• **CHALLENGE**
Look for "point: model locomotive" in the records below, then copy that line and every line after it, exactly and with nothing added.

• **PROVIDED RECORDS**
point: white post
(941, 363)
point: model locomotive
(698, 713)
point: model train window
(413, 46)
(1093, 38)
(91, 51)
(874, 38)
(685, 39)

• **EXERCISE RESULT**
point: model locomotive
(698, 713)
point: model train window
(413, 46)
(1093, 38)
(91, 51)
(874, 38)
(685, 39)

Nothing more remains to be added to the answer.